** YOUR GOAL **
Revise the passage about Lahur Talabany starting with "In response to" and going on through "Region and Iraq.", so that "CTG forces" becomes "counter-terrorism forces".

Lahur Talabany, born 1975, also known as Lahur Sheikh Jangi Talabany is the Co-President of the (PUK) and the former Director of the Zanyari Agency, and Former Director of the Counter Terrorism Group (CTG). Known commonly as Sheikh Lahur, Talabany was a leading figure in the fight against terror especially in the fight against ISIS.

Political and Military Career 
From 1999 to 2001 Talabany served as the Special Representative of the PUK to Turkey. Having returned to the Kurdistan Region, he co-founded the Counter-Terrorism Group (CTG) in 2002, which was established with the support of the United States Military 10th Special Forces Group and the Central Intelligence Agency. Talabany continues to play an integral role in the fight against terrorism. Talabany is a well respected and distinguished figure in the Iraqi political, military and intelligence communities. A staunch ally of the United States and the West, Talabany continues to be an influential and crucial figure in the security and political fields in Middle East and the wider region. Having established strong foundations with key figures in Iraq, Talabany also maintains good relations with prominent Arab leaders and influential Western and Middle Eastern states. Since July 2021 there is a struggle over the leadership go the PUK, in which Bafel Talabani accuses Lahur of poisoning him while Lahur rejects such claims and calls for a resolution within the leadership council of the PUK.

Counter 

In response to the rise of extremist groups in the Hawraman area of the Kurdistan Region of Iraq, Talabany was instrumental in the creation of Kurdistan's first counter-terrorism elite special forces. Countering terrorism in relatively few numbers at the outset, the CTG forces have grown in number and are considered a well established rapid response unit. Highly trained and well equipped, the CTG forces under Talabany's leadership have repelled and eliminated countless terrorist threats to the Kurdistan Region and Iraq.

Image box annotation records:
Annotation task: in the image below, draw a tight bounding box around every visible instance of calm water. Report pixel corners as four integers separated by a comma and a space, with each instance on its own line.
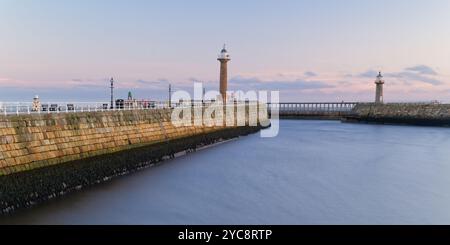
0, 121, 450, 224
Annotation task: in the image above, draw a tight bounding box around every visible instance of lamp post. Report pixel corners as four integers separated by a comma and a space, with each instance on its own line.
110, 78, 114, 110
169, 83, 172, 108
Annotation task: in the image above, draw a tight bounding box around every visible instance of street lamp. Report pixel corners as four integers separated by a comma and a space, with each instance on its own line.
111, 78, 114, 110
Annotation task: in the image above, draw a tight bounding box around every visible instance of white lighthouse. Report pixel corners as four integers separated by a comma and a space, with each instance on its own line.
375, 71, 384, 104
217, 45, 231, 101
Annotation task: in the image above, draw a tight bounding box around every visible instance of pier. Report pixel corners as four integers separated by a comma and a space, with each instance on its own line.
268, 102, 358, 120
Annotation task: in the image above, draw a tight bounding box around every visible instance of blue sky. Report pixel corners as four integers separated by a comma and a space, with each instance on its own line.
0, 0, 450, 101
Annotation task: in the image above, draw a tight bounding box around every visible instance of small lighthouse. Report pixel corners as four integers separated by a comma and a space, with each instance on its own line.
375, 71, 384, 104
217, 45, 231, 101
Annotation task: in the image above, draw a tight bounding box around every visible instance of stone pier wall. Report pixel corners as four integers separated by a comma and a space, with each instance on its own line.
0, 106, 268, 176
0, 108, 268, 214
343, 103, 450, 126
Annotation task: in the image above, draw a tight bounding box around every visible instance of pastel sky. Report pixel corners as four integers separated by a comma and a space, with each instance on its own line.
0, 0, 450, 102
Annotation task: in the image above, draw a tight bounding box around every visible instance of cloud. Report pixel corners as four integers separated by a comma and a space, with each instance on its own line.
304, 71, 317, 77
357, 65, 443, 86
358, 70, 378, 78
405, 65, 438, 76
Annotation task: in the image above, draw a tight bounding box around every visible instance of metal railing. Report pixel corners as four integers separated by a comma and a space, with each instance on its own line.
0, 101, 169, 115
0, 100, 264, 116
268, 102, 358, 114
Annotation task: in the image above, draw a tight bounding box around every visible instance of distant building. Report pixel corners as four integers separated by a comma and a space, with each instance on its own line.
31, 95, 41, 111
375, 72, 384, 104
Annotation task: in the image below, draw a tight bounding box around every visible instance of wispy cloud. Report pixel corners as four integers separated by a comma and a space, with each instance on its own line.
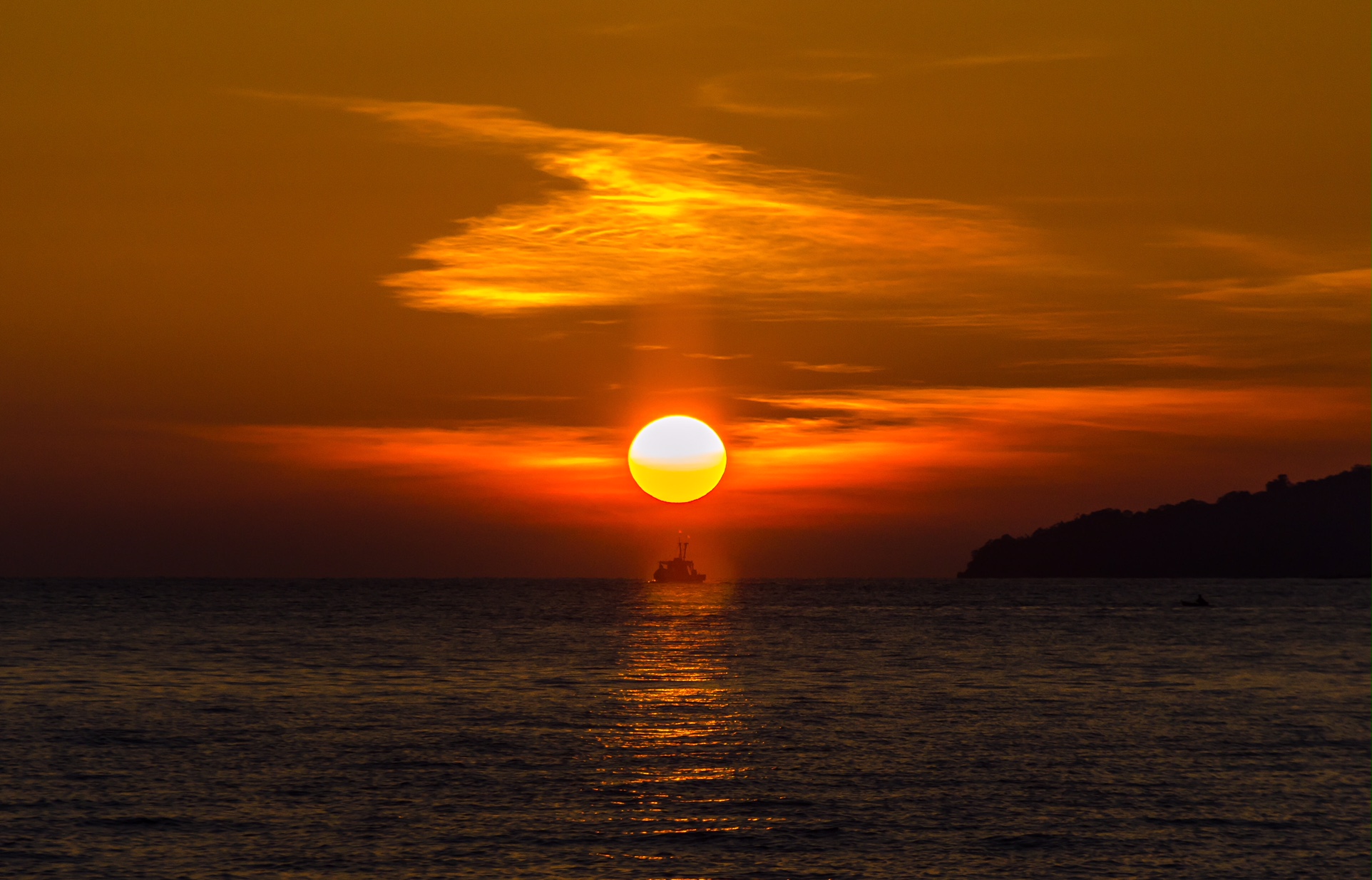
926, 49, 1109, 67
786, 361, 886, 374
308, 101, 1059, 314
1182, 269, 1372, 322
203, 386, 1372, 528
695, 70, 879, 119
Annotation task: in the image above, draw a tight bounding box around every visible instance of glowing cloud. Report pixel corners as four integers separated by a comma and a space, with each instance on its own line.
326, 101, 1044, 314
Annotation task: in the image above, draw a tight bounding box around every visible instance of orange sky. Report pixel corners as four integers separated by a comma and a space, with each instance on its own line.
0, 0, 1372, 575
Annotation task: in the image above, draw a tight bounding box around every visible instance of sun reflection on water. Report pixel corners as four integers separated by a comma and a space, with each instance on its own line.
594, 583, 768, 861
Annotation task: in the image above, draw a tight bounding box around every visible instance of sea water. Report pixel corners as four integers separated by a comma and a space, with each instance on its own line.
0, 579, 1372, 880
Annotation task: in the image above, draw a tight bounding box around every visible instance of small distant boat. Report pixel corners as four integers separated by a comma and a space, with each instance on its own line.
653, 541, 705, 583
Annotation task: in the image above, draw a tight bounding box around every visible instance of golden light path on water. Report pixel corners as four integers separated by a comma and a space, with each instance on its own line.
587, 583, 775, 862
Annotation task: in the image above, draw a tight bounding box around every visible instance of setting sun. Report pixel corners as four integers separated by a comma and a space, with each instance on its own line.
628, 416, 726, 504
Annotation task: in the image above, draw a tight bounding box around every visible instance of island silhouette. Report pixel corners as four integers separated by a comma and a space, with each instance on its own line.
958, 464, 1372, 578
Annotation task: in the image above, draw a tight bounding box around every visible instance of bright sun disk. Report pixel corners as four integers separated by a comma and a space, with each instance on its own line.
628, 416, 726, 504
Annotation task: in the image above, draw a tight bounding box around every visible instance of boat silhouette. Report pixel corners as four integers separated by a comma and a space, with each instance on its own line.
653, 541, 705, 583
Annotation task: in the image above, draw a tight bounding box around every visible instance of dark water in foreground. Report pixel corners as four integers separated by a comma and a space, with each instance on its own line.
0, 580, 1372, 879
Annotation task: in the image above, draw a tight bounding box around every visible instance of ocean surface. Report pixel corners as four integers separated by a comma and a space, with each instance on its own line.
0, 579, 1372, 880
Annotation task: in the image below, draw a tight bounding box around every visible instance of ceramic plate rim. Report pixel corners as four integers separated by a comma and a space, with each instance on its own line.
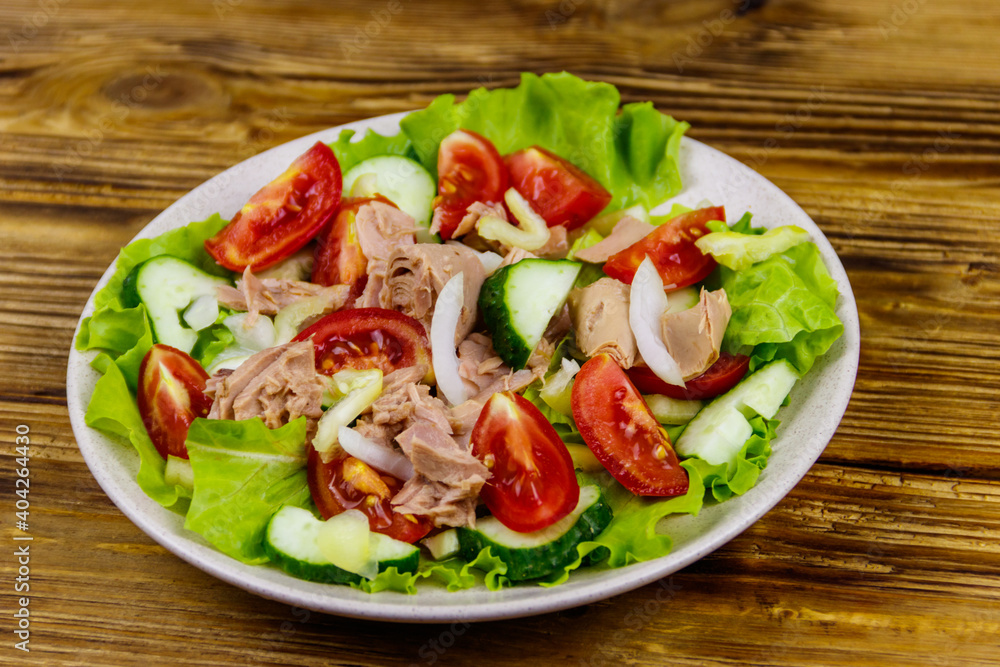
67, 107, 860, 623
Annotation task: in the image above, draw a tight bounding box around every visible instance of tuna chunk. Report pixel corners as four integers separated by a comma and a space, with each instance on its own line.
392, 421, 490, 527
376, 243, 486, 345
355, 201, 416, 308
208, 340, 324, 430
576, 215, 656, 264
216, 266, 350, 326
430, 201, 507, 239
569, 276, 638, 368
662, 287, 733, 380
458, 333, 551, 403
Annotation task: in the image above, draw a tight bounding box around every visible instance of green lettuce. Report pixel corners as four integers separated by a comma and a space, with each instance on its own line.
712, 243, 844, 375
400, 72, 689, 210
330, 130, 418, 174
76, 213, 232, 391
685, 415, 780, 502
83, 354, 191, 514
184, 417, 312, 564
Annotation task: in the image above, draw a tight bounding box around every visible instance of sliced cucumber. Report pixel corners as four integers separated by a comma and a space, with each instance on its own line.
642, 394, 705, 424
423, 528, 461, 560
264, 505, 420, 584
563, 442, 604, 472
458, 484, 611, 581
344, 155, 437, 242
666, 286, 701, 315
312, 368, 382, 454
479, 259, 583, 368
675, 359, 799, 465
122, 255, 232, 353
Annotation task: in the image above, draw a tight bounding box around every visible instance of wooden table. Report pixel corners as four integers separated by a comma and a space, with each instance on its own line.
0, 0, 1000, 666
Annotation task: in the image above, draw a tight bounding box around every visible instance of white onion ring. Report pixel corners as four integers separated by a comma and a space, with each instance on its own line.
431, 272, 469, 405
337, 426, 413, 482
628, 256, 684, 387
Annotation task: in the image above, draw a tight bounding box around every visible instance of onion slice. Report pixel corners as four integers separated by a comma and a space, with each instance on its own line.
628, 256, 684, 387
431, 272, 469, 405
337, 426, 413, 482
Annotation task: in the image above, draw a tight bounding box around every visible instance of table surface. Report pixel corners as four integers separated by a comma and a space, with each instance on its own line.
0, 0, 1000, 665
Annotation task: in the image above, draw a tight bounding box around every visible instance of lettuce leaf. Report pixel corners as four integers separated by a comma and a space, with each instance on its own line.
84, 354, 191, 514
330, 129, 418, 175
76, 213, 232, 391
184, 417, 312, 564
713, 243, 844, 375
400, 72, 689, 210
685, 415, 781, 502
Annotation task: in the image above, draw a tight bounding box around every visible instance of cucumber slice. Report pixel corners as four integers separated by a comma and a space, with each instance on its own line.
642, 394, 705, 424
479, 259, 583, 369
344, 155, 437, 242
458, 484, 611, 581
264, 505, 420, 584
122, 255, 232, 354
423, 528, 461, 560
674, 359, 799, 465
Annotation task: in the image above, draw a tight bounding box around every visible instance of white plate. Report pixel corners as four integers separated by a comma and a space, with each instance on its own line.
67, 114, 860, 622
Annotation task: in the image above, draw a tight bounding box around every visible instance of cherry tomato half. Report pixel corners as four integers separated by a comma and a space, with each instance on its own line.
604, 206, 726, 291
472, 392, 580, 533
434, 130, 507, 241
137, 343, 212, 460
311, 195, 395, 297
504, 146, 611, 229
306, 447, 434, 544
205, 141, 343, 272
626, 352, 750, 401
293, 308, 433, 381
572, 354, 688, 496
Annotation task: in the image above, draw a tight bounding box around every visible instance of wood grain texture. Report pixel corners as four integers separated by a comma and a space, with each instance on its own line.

** EXERCISE SOLUTION **
In response to the rise of extremist groups in the Hawraman area of the Kurdistan Region of Iraq, Talabany was instrumental in the creation of Kurdistan's first counter-terrorism elite special forces. Countering terrorism in relatively few numbers at the outset, the counter-terrorism forces have grown in number and are considered a well established rapid response unit. Highly trained and well equipped, the counter-terrorism forces under Talabany's leadership have repelled and eliminated countless terrorist threats to the Kurdistan Region and Iraq.